━━━━━ EXERCISE MATERIAL

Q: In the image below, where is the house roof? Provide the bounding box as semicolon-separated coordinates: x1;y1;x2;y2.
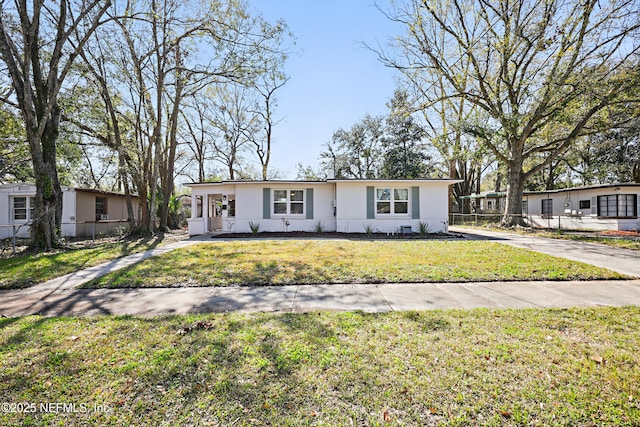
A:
0;182;138;198
523;182;640;195
184;179;462;187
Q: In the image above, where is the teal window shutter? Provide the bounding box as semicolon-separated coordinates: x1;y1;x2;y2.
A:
262;188;271;219
367;187;376;219
411;187;420;219
307;188;313;219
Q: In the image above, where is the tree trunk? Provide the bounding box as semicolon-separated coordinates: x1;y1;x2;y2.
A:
501;159;524;227
27;105;62;251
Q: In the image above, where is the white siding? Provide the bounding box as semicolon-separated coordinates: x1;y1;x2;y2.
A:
336;181;449;233
0;183;76;239
188;181;336;235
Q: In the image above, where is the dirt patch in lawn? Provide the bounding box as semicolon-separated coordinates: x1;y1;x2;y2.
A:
211;231;464;240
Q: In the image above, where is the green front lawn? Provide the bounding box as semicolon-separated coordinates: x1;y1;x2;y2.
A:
85;240;623;287
0;307;640;426
0;235;185;289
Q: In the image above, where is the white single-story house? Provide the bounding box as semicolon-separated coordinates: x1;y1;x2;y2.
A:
187;179;459;235
460;191;506;214
0;183;138;239
522;183;640;230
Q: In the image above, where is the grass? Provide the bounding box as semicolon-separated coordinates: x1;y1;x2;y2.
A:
85;240;624;288
0;307;640;426
0;236;186;290
540;232;640;251
456;224;640;251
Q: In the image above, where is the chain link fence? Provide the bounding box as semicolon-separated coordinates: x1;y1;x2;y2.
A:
0;220;129;254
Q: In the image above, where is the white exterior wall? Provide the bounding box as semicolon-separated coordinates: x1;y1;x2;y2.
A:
188;181;336;235
0;183;76;239
336;181;449;233
524;185;640;230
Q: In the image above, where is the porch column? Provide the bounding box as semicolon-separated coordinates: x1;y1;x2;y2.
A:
191;196;198;219
202;194;209;233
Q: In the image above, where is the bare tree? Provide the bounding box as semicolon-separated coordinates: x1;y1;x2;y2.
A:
381;0;640;225
209;83;259;180
0;0;111;250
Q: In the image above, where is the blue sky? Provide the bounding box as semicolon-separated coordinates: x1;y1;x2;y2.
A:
252;0;400;178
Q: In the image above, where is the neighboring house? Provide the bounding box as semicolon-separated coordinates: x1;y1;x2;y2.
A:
0;183;138;239
522;183;640;230
187;179;459;235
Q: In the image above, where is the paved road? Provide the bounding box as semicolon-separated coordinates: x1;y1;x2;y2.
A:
0;229;640;317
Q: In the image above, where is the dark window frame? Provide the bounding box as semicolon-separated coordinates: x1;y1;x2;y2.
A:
597;194;638;219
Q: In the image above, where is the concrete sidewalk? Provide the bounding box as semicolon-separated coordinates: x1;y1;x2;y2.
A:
0;280;640;317
0;228;640;317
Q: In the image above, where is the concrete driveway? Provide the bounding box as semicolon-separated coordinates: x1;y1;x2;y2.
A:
449;227;640;278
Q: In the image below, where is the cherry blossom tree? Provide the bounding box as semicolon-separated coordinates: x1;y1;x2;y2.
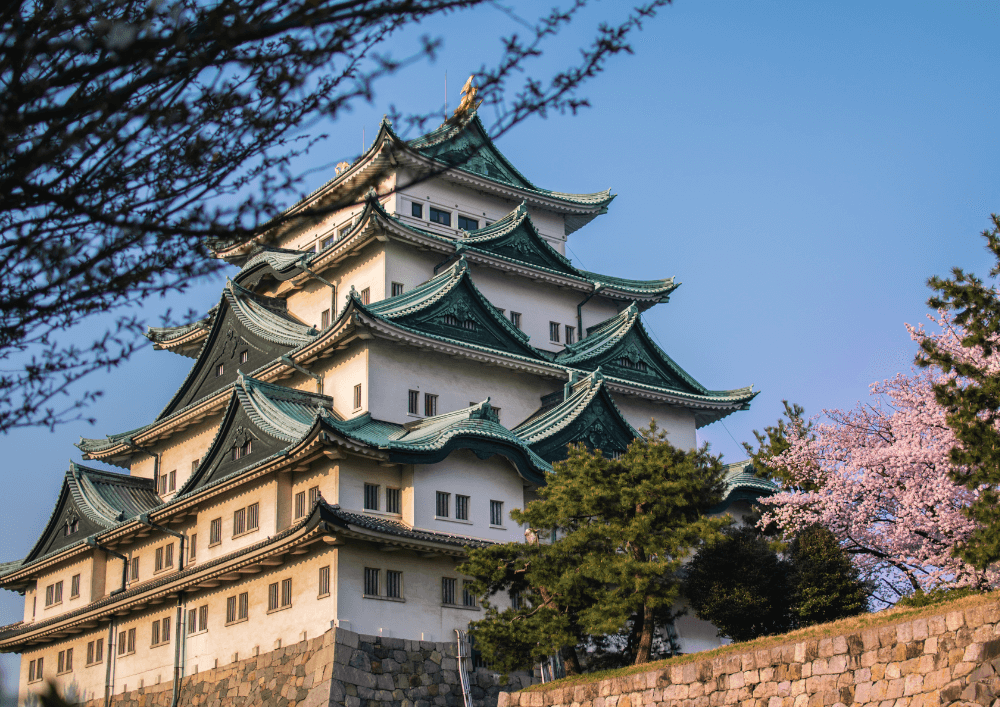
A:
761;312;998;603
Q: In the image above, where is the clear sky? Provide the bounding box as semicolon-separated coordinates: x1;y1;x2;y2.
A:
0;0;1000;696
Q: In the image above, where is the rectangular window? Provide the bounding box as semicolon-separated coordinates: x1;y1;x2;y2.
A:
490;501;503;526
365;484;378;511
385;488;403;513
441;577;455;604
385;570;403;599
434;491;451;518
318;565;330;597
430;206;451;226
462;579;476;606
226;592;250;625
455;494;469;520
365;567;379;597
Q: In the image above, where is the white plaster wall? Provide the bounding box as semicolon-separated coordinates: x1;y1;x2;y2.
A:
337;543;506;641
612;393;698;449
413;449;527;542
368;339;563;429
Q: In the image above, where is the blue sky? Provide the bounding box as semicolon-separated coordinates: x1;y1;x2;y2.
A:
0;0;1000;684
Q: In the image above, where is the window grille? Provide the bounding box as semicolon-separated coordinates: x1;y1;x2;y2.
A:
365;484;378;511
490;501;503;525
385;488;403;513
430;206;451;226
385;570;403;599
318;565;330;597
455;494;469;520
365;567;379;597
441;577;455;604
462;579;476;606
434;491;451;518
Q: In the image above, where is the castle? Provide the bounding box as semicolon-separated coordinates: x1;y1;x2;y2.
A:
0;101;766;699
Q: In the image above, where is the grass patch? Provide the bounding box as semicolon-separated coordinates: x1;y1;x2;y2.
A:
520;591;1000;692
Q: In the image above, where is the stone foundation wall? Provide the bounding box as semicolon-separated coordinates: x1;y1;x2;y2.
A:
79;628;534;707
499;598;1000;707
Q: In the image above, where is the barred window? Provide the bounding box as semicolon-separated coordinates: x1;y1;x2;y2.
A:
455;494;469;520
385;570;403;599
434;491;451;518
318;565;330;597
365;484;378;511
441;577;455;604
490;501;503;526
385;488;403;513
365;567;379;597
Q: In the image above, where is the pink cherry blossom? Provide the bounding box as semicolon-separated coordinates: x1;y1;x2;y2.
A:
762;312;1000;603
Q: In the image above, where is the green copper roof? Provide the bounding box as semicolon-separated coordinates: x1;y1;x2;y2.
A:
360;259;548;361
407;113;615;207
513;370;639;462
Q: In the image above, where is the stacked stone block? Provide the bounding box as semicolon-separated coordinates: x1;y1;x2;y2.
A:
499;600;1000;707
77;628;533;707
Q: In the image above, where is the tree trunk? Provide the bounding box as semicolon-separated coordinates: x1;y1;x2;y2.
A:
635;597;656;665
559;646;583;675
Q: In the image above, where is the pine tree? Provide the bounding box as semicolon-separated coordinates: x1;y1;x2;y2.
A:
459;423;729;669
788;525;871;626
684;526;795;641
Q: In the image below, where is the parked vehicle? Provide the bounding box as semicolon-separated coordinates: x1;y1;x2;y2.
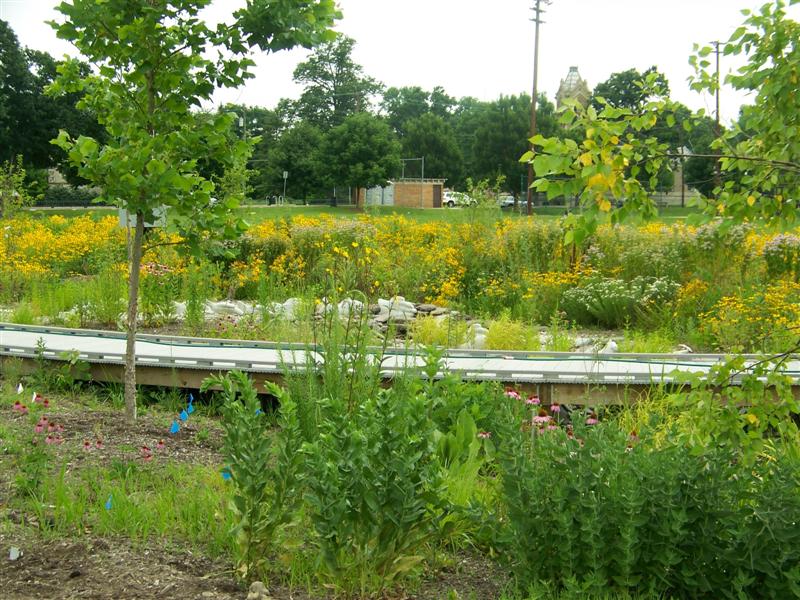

━━━━━━━━━━

Reproduce the items, starting at the beginning and going on through the line containing "307;188;313;219", with every bounding-box coordinate in the answers multiplied by 2.25 and rounded to the nearest whole number, halves rounded up. Omit the pictures from your response.

RESULT =
Q: In the image below, where is the house roof? Provide the bounding box as semicolon-separated coordinates: x1;y1;x2;y2.
A:
0;410;311;446
1177;410;1440;439
414;403;1040;421
Q: In the image above, where is the teal window shutter? Provide the bounding box as semicolon-separated coordinates: x1;y1;x2;y2.
A:
590;423;610;493
826;421;846;493
925;421;945;493
691;423;704;493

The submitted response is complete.